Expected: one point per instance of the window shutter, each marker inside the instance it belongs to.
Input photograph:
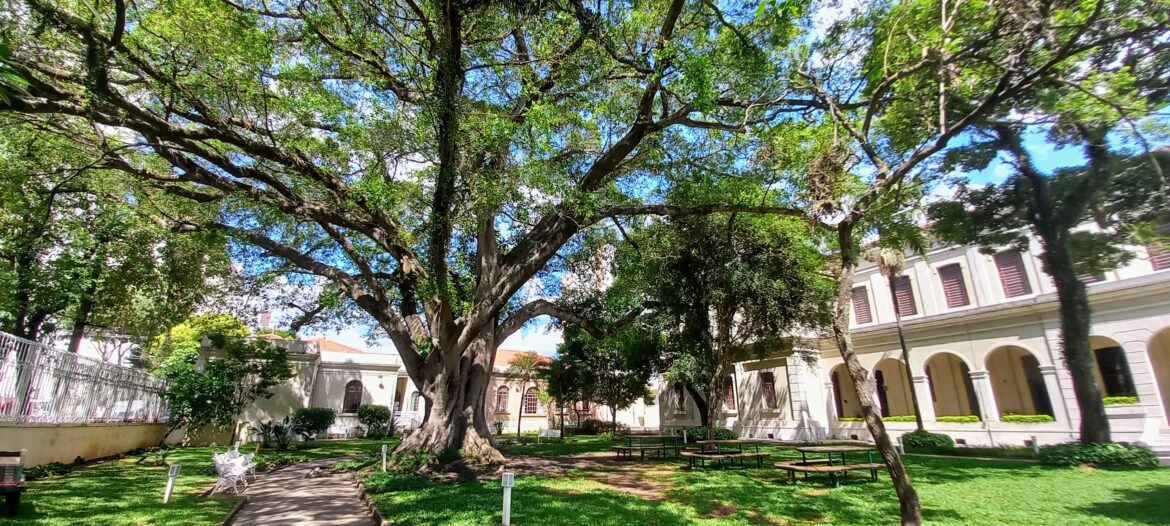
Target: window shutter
(954, 286)
(861, 305)
(903, 296)
(1160, 255)
(1012, 275)
(769, 385)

GOAL: Reproduce the entries exactly. Do not carry over any picture.

EXERCISE ANSWER:
Expected: one point per instance of the window shutter, each marker inside the instance it belongs to.
Input photograph:
Target: window shutter
(954, 286)
(861, 305)
(903, 296)
(1160, 255)
(1012, 275)
(769, 385)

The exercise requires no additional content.